* Begin PAGE EXCERPT *
# Setting up Environment

In [1]:
from dataset import ChemBL35Dataset
from tokenizer import SMILESTokenizer

import torch
from torch.utils.data import DataLoader, random_split

  from .autonotebook import tqdm as notebook_tqdm


In [2]:
from rdkit import RDLogger
RDLogger.DisableLog('rdApp.*')

smiles_file = "chembl_35.smi"
tokenizer_dir = "trained_tokenizer"

In [3]:
tokenizer = SMILESTokenizer.from_pretrained(tokenizer_dir)
if tokenizer.mask_token is None:
	tokenizer.add_special_tokens({"mask_token": "<mask>"})

vocab_size = tokenizer.vocab_size

ds = ChemBL35Dataset(smiles_file, tokenizer, max_length=256, noise_prob=0.15)
train_size = int(0.9 * len(ds))
val_size = len(ds) - train_size
train_ds, val_ds = random_split(ds, [train_size, val_size])

train_dl = DataLoader(train_ds, batch_size=1, shuffle=True, num_workers=10)
val_dl = DataLoader(val_ds, batch_size=1, shuffle=False, num_workers=10)

# Import

In [4]:
import math
import torch
import torch.nn as nn
import torch.nn.functional as F
import torch.optim as optim
from einops import rearrange, repeat
import xformers.ops as xops
import numpy as np

from typing import Optional, Tuple

from models.utils import DyT, FeedForward

# Checking some number

In [5]:
vocab_size, torch.log1p(torch.tensor(vocab_size))

(4096, tensor(8.3180))

In [6]:
first_batch = next(iter(train_dl))
first_batch["input_ids"].shape

torch.Size([1, 256])

# Positional Encoding

In [7]:
def precompute_freqs_cis(dim: int, end: int, theta: float = 10000.0):
	freqs = 1.0 / (theta ** (torch.arange(0, dim, 2)[: (dim // 2)].float() / dim))
* End PAGE EXCERPT *
* Begin EXTRACTED INFORMATION *
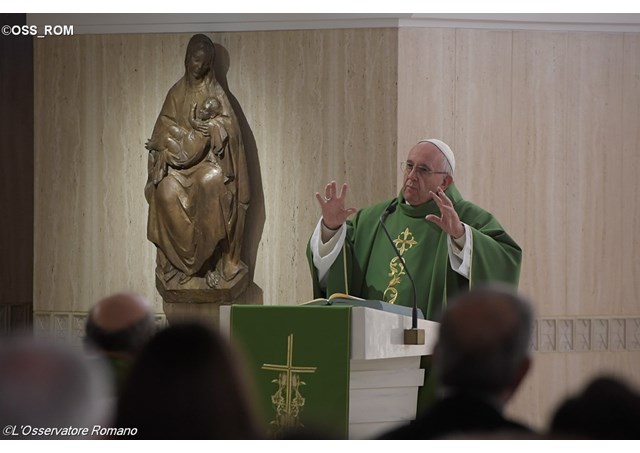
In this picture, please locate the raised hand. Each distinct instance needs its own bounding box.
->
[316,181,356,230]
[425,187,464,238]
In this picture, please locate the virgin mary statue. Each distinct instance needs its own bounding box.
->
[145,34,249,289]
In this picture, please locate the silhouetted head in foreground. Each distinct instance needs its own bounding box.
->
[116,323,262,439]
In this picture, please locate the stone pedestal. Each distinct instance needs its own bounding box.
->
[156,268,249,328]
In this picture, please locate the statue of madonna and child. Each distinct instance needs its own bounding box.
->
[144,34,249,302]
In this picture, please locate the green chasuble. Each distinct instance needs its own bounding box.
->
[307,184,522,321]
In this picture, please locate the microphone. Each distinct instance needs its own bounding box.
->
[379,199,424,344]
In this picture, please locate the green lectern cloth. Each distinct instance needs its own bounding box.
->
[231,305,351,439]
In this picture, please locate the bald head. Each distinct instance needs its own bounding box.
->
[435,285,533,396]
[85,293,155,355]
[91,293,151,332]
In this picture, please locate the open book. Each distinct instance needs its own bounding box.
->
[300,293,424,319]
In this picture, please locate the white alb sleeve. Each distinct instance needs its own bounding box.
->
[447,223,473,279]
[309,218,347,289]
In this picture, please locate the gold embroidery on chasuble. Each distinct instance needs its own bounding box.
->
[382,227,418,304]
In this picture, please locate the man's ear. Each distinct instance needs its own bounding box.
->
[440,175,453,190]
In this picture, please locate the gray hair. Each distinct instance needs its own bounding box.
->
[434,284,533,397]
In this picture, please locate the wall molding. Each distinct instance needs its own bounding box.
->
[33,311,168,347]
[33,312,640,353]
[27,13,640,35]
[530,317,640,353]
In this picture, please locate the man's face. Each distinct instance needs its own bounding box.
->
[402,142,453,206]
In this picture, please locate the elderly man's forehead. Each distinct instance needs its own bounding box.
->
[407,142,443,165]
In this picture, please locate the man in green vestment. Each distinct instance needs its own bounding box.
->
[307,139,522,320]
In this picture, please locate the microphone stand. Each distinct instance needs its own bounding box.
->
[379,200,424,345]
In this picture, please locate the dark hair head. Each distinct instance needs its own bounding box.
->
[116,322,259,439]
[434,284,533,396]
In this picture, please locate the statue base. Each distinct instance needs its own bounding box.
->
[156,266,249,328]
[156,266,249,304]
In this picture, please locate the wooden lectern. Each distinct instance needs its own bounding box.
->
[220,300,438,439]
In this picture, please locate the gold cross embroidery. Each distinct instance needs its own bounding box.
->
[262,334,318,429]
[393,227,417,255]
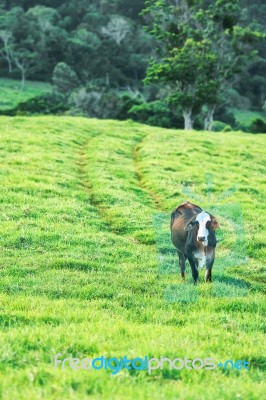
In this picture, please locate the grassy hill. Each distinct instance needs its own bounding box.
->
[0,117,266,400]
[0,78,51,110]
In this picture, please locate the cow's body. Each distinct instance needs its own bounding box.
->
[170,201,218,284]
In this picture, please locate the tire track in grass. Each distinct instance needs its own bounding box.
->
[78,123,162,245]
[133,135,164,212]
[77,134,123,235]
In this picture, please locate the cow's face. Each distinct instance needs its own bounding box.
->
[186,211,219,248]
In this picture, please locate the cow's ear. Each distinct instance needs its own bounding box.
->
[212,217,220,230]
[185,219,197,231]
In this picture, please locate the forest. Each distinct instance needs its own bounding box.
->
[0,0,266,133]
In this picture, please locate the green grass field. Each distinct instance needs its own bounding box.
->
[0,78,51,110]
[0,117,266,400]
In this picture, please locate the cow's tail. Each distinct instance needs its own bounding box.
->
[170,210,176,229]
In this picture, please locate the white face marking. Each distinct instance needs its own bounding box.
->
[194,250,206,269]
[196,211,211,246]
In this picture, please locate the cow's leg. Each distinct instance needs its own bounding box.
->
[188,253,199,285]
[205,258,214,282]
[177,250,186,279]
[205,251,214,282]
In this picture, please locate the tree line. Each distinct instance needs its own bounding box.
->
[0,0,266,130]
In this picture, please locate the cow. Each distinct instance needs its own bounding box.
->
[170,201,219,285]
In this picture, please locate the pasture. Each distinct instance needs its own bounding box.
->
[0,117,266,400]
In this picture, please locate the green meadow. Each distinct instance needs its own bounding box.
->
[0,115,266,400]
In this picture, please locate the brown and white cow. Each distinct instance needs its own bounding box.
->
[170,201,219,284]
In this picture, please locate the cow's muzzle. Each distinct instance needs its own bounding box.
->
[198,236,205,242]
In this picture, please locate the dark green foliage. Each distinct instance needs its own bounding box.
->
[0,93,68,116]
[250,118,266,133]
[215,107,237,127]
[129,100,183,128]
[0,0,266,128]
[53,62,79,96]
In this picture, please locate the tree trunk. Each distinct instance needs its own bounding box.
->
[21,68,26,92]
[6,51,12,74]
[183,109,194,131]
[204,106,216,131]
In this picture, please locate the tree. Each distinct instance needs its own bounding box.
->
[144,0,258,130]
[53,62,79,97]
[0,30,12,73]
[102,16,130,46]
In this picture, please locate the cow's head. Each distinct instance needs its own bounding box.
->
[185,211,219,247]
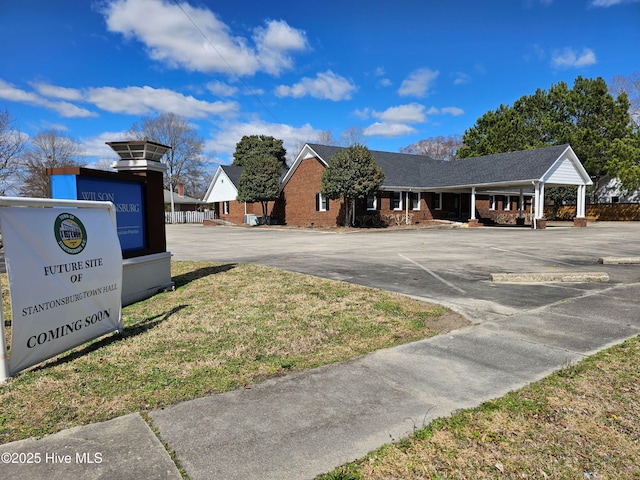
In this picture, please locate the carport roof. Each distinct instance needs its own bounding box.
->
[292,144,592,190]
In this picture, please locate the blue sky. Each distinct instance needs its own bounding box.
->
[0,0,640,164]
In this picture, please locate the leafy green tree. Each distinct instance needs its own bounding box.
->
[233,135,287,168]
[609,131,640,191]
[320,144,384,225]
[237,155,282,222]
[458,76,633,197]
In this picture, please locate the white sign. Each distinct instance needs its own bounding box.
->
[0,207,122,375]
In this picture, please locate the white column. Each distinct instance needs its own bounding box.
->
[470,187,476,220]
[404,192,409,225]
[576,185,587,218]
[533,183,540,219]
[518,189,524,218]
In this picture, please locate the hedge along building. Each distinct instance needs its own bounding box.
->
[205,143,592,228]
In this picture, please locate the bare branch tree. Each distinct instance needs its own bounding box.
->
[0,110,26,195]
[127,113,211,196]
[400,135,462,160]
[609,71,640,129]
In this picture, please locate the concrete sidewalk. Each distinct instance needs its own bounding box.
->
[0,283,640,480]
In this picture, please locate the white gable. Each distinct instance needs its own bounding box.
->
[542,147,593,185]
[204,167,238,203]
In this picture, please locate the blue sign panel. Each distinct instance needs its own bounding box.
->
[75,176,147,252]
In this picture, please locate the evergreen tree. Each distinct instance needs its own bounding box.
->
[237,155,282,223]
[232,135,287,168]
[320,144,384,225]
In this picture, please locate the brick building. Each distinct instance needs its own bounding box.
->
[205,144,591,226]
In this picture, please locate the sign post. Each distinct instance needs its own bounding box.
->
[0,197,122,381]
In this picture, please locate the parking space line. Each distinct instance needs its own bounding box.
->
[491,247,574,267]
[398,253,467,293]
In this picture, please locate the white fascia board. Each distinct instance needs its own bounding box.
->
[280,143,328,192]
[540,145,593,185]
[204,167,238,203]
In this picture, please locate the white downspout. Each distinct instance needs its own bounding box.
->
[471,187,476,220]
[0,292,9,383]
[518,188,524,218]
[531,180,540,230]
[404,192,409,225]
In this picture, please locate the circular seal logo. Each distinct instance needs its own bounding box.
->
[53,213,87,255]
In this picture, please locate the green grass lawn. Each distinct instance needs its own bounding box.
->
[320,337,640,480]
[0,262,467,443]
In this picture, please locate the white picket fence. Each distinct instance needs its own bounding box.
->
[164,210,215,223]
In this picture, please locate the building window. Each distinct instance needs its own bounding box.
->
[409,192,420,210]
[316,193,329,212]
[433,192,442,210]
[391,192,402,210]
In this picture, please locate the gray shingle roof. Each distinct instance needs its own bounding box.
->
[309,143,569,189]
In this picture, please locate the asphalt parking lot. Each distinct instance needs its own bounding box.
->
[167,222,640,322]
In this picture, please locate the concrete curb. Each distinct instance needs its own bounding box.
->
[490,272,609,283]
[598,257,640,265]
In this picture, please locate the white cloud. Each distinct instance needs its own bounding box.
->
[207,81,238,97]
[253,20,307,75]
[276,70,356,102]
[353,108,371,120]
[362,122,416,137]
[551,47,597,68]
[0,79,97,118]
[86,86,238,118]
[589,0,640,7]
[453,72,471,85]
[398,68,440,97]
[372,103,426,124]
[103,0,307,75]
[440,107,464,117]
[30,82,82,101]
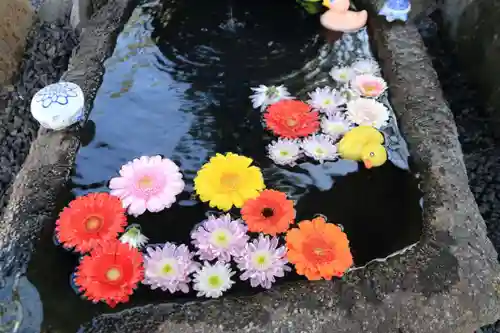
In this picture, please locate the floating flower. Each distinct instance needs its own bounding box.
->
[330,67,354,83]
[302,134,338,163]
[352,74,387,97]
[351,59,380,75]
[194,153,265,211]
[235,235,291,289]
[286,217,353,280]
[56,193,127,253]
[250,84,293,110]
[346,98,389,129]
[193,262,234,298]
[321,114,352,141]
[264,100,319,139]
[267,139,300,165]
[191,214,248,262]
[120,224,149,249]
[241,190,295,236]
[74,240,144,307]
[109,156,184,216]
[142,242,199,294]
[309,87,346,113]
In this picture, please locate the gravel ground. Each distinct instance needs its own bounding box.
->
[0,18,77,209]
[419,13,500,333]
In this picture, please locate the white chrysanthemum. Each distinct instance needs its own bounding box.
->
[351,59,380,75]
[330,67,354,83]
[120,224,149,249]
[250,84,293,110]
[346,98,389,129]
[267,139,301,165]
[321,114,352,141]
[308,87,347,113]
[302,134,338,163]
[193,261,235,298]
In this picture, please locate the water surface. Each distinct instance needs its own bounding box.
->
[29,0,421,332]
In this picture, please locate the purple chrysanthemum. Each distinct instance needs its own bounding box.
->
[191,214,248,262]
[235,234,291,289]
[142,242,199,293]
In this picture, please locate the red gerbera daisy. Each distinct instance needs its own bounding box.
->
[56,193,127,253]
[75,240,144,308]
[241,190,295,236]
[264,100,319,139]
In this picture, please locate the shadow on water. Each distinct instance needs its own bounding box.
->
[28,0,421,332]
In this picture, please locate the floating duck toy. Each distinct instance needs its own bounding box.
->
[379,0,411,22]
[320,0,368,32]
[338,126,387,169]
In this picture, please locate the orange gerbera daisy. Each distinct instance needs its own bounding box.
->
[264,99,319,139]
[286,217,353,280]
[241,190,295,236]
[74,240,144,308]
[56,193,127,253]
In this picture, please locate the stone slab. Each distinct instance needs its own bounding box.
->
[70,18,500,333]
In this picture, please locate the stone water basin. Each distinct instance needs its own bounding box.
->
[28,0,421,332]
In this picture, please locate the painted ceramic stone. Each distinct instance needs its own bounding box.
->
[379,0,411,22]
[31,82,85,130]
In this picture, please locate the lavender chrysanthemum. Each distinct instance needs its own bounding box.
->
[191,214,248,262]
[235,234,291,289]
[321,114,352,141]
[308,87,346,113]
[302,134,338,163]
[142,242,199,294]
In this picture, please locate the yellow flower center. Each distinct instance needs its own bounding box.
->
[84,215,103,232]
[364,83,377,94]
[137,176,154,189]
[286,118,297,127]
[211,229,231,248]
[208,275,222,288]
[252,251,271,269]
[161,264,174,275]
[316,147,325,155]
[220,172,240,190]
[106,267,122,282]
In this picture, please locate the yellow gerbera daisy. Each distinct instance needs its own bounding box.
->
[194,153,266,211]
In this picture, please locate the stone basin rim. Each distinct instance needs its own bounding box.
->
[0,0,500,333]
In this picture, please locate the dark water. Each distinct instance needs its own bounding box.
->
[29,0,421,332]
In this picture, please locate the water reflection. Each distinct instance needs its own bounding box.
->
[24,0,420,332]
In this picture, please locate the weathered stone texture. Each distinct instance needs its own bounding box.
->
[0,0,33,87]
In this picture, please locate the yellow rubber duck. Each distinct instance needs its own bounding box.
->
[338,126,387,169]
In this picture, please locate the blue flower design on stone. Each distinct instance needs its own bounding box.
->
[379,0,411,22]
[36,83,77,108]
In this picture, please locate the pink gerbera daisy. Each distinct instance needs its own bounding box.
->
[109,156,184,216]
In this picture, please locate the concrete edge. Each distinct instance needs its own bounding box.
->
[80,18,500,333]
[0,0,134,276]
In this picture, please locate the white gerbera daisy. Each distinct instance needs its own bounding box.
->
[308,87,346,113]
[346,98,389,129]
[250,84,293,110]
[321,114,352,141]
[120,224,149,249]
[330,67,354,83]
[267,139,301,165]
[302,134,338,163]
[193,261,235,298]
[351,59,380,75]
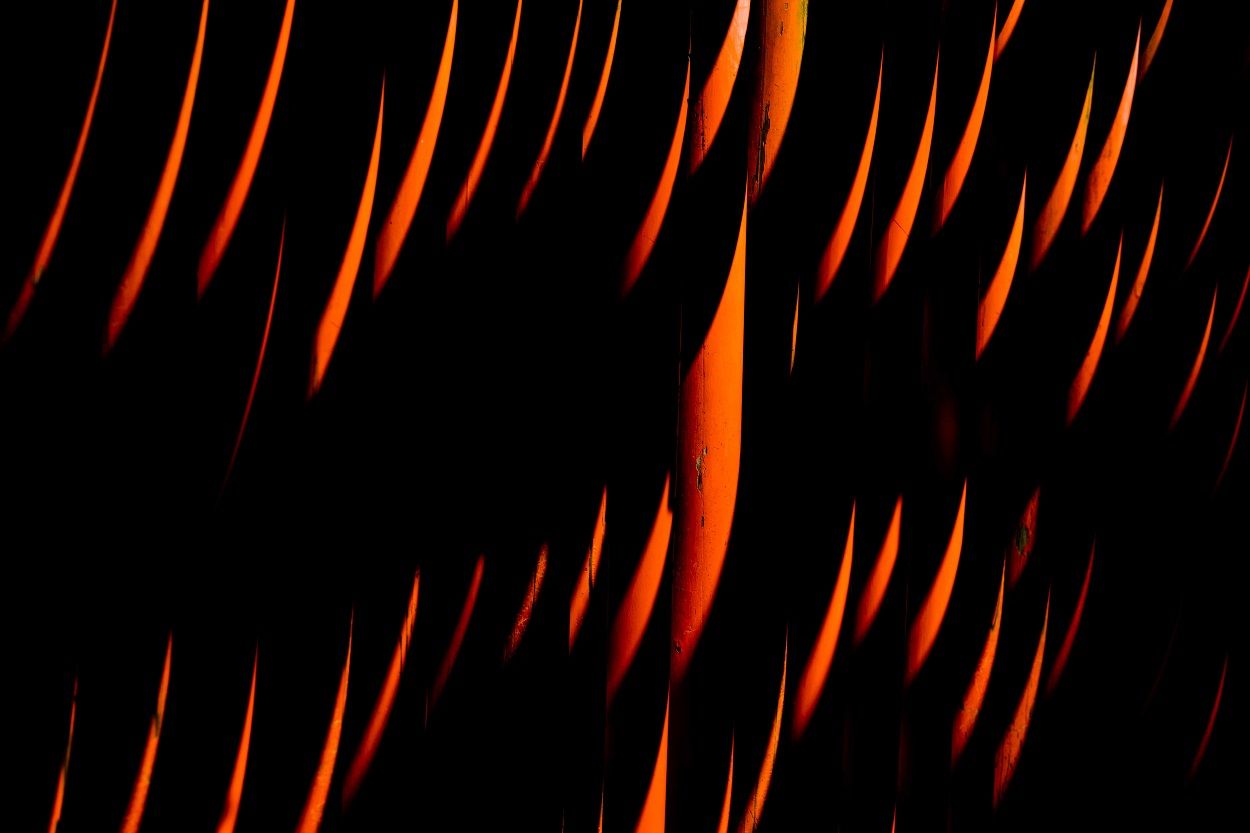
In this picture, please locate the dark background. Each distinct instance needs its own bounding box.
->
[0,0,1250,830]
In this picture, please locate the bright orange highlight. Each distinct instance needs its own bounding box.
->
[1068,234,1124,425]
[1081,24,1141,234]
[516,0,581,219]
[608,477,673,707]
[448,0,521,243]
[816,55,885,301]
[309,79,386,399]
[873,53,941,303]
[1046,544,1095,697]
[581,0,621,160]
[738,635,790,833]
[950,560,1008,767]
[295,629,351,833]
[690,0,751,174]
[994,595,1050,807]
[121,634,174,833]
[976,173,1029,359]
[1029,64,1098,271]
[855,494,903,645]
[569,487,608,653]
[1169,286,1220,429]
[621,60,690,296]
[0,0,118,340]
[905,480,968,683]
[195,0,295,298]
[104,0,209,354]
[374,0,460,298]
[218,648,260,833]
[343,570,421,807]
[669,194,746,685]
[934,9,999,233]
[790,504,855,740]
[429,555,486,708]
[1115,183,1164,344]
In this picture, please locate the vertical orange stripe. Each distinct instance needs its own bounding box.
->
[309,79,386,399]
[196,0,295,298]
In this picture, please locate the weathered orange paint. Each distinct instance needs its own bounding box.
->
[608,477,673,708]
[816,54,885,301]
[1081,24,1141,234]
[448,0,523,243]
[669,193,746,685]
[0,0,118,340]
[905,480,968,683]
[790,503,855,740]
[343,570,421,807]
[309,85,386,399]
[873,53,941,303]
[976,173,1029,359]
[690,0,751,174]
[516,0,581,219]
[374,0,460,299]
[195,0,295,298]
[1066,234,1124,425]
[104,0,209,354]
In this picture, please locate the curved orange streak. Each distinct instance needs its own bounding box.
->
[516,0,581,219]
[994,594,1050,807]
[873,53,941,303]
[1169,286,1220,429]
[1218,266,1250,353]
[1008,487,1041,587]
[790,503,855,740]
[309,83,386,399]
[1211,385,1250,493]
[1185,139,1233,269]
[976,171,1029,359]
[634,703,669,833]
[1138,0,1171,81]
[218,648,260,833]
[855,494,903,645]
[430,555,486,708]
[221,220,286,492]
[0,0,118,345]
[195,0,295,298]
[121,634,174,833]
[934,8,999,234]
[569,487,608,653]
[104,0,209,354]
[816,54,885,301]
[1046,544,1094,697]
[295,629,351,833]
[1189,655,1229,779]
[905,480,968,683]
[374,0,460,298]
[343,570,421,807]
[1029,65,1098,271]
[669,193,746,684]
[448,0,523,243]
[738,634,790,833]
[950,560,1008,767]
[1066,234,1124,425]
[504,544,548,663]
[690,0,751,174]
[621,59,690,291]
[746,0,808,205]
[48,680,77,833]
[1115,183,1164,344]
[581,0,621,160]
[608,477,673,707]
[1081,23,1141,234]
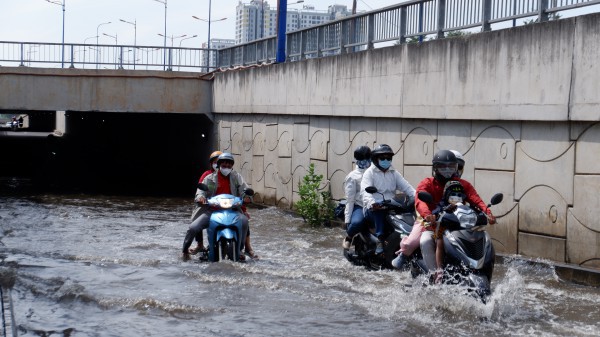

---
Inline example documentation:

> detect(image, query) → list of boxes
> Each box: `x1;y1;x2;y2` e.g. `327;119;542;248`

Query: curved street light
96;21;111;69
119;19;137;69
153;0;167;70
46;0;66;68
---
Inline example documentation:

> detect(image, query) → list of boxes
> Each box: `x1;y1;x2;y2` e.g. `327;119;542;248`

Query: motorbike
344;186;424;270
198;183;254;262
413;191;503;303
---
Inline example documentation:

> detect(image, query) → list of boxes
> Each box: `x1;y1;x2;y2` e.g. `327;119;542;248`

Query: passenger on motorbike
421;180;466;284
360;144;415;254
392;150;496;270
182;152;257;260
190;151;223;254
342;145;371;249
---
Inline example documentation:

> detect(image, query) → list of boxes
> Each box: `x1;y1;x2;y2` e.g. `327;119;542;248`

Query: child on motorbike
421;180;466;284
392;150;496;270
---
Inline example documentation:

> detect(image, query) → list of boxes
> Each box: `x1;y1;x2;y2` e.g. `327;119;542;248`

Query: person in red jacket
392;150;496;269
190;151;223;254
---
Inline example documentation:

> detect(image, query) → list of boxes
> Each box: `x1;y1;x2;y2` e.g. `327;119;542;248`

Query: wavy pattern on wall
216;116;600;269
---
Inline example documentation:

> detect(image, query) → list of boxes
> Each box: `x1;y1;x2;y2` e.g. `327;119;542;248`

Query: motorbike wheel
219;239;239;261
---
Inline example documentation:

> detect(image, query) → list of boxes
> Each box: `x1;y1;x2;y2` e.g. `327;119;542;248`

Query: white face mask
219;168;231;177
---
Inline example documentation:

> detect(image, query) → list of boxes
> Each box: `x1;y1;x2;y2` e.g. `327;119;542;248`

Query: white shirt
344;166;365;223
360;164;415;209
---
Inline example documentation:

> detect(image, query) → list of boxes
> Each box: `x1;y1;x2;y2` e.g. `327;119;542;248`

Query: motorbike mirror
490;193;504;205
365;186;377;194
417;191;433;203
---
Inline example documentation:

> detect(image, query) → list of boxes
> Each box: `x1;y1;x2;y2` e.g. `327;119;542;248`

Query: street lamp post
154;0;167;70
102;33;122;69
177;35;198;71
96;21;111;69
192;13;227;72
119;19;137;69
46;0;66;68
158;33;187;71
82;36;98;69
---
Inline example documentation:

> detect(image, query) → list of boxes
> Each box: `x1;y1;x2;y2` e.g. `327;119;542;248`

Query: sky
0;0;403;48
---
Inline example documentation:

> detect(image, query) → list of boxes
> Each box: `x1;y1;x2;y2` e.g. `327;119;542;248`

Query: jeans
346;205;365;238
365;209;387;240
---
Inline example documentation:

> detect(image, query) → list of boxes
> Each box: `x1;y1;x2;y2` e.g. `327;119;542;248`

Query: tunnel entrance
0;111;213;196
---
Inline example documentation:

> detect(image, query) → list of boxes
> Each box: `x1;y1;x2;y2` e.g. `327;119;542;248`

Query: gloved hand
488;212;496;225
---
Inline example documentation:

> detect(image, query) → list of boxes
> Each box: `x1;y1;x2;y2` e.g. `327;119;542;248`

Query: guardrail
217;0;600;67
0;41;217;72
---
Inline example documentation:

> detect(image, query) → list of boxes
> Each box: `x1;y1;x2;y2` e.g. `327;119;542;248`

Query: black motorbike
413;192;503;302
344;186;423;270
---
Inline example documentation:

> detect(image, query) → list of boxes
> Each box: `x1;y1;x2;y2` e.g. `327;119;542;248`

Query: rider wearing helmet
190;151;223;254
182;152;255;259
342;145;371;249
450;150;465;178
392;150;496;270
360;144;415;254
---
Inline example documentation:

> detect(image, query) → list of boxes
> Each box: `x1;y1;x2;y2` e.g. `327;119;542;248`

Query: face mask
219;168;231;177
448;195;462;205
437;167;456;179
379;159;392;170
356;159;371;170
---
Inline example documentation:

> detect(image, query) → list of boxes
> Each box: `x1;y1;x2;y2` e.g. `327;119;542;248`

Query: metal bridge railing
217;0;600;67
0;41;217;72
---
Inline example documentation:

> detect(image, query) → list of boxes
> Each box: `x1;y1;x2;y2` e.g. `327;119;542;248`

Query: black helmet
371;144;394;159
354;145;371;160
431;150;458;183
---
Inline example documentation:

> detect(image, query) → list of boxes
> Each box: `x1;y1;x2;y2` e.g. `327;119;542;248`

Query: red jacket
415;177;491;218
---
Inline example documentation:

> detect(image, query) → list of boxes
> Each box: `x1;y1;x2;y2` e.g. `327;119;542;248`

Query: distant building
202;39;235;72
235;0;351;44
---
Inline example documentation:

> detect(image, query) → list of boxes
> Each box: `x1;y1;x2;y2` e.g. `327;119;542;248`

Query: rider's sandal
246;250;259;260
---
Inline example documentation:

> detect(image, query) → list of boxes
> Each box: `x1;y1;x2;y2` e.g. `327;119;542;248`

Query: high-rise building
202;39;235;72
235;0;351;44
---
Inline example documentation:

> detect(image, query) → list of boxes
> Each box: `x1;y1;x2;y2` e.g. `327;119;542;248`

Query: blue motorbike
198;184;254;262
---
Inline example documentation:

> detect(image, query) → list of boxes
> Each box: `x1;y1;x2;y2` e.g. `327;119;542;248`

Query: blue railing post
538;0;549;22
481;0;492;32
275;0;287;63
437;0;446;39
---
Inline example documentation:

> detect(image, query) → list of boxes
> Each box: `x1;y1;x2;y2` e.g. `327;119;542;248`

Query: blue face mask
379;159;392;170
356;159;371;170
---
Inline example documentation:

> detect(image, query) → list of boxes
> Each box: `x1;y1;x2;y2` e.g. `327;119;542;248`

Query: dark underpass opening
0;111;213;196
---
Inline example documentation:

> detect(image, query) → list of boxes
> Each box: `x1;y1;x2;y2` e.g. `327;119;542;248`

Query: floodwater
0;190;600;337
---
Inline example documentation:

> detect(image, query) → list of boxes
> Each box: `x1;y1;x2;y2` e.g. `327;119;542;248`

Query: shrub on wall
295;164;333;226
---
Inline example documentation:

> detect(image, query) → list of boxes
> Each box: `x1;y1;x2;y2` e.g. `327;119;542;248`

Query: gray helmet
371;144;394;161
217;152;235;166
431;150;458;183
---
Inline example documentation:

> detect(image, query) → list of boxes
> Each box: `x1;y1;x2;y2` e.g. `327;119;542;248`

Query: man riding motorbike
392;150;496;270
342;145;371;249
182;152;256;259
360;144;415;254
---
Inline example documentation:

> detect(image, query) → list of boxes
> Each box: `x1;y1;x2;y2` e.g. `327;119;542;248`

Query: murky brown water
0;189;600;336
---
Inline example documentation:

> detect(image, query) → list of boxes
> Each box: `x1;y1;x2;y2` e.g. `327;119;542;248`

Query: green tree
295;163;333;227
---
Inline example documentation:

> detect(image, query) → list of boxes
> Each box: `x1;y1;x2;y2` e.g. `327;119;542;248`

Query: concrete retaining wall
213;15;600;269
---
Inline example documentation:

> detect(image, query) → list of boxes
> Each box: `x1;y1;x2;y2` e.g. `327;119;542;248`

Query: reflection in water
* End EXTRACTED INFORMATION *
_DIRECTIVES_
a: In the notebook on loading the ChEMBL SMILES dataset, what max_length is passed when the dataset is built?
b: Carry on the notebook on SMILES tokenization and model setup, starting after its last line.

_TASK ANSWERS_
a: 256

b:
	t = torch.arange(end, device=freqs.device)  # type: ignore
	freqs = torch.outer(t, freqs).float()  # type: ignore
	freqs_cis = torch.polar(torch.ones_like(freqs), freqs)  # complex64

	return freqs_cis

In [8]:
def reshape_for_broadcast(freqs_cis: torch.Tensor, x: torch.Tensor):
	ndim = x.ndim

	assert freqs_cis.shape == (x.shape[1], x.shape[-1]), (
		f"freqs_cis shape {freqs_cis.shape} needs to be {(x.shape[1], x.shape[-1])}"
	)

	shape = [d if i == 1 or i == ndim - 1 else 1 for i, d in enumerate(x.shape)]

	return freqs_cis.view(*shape)

In [9]:
def apply_rotary_emb(
	xq: torch.Tensor,
	xk: torch.Tensor,
	freqs_cis: torch.Tensor,
) -> Tuple[torch.Tensor, torch.Tensor]:
	xq_complex = torch.view_as_complex(
		rearrange(xq.float(), "... (n two) -> ... n two", two=2)
	)
	xk_complex = torch.view_as_complex(
		rearrange(xk.float(), "... (n two) -> ... n two", two=2)
	)

	freqs_cis = reshape_for_broadcast(freqs_cis, xq_complex)

	xq_out = torch.view_as_real(xq_complex * freqs_cis).flatten(3)
	xk_out = torch.view_as_real(xk_complex * freqs_cis).flatten(3)

	return xq_out.type_as(xq), xk_out.type_as(xk)

# Transformer Block

In [10]:
class MultiHeadAttention(nn.Module):
	def __init__(self, d_model, n_heads, max_seq_len, dropout=0.1):
		super(MultiHeadAttention, self).__init__()
		assert d_model % n_heads == 0, "d_model must be divisible by n_heads"
		
		self.d_model = d_model
		self.n_heads = n_heads
		self.d_k = d_model // n_heads
		
		self.q_proj = nn.Linear(d_model, d_model)
		self.k_proj = nn.Linear(d_model, d_model)
		self.v_proj = nn.Linear(d_model, d_model)
		self.out_proj = nn.Linear(d_model, d_model)

		self.p = dropout
		# self.dropout = nn.Dropout(dropout)

		nn.init.xavier_uniform_(self.q_proj.weight, gain=1 / (2 ** 0.5))
		nn.init.xavier_uniform_(self.k_proj.weight, gain=1 / (2 ** 0.5))
		nn.init.xavier_uniform_(self.v_proj.weight, gain=1 / (2 ** 0.5))
		nn.init.xavier_uniform_(self.out_proj.weight)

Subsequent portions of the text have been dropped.